▶ **Source text**

Opened 11 years ago

Closed 5 years ago

#2243 closed bug (fixed)

Firewire driver provokes PCI parity error and KDL upon boot (before Tracker loads)

Reported by: koki Owned by: modeenf
Priority: high Milestone: R1
Component: Drivers/FireWire Version: R1/pre-alpha1
Keywords: Cc: marcusoverhagen, anevilyak
Blocked By: Blocking:
Has a Patch: no Platform: All

Description

Haiku hrev25566 on an HP Pavilion zv5400us laptop.

Haiku KDLs upon boot, after the Deskbar & Terminal are loaded, and before Tracker is run. 100% reproducible.

Haiku will finish to load Tracker and run OK after entering "Continue" command in KDL.

pcistatus/backtraces/listdev outputs and syslog attached.

Attachments (7)

pcistatus.jpg (319.9 KB ) - added by koki 11 years ago.
pcistatus output
kdl.jpg (25.8 KB ) - added by koki 11 years ago.
KDL initial screen
bt.jpg (194.9 KB ) - added by koki 11 years ago.
Backtrace
listdev.txt (3.0 KB ) - added by koki 11 years ago.
listdev output
syslog.txt (107.9 KB ) - added by koki 11 years ago.

▶ **To be done**
**A.** Answer these questions from the FireWire bug report:
(i) What laptop model was Haiku running on?
(ii) Who owns the ticket?
(iii) What command entered in KDL lets Haiku finish loading Tracker?
**B.** Decide whether each statement agrees with the FireWire bug report. Answer yes or no, and quote the words that decide it.
(i) The ticket's priority is high.
(ii) The crash at boot happens only some of the time.
(iii) The syslog file was added by modeenf.
**C.** According to the FireWire bug report, why does Haiku stop during boot before Tracker runs, and how does it get past that point? Answer in one to three sentences.

▶ **Rows from a point labeling set**

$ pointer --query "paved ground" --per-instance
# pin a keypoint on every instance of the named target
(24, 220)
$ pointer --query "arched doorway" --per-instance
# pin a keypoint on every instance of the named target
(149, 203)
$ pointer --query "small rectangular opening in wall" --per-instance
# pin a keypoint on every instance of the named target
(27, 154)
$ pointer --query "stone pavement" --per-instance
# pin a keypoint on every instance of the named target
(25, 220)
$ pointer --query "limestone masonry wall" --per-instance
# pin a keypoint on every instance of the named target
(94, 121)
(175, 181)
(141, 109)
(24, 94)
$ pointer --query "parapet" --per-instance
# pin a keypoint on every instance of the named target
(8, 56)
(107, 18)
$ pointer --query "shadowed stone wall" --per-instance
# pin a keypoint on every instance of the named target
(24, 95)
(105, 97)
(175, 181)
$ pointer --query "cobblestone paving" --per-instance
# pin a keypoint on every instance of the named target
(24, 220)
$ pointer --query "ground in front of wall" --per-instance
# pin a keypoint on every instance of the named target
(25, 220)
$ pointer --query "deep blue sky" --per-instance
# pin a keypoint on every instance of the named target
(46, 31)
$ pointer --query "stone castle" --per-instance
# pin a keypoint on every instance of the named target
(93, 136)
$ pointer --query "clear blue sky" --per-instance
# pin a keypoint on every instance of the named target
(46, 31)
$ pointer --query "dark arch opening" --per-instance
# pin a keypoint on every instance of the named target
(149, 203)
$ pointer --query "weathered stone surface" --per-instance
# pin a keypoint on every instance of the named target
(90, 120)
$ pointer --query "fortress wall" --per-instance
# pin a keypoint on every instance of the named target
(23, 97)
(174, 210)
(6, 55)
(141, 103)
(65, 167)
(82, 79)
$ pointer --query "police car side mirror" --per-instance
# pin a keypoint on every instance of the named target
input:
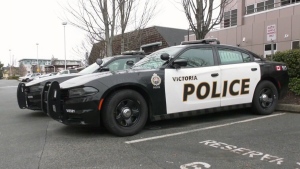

▶ **Solution set**
**A.**
(i) An HP Pavilion zv5400us.
(ii) modeenf.
(iii) "Continue".

**B.**
(i) Yes: "Priority: high"
(ii) No: "100% reproducible."
(iii) No: "syslog.txt (107.9 KB ) - added by koki 11 years ago."

**C.** The FireWire driver provokes a PCI parity error and a KDL, which happens after the Deskbar and Terminal are loaded and before Tracker is run. Entering the "Continue" command in KDL lets Haiku finish loading Tracker and run OK.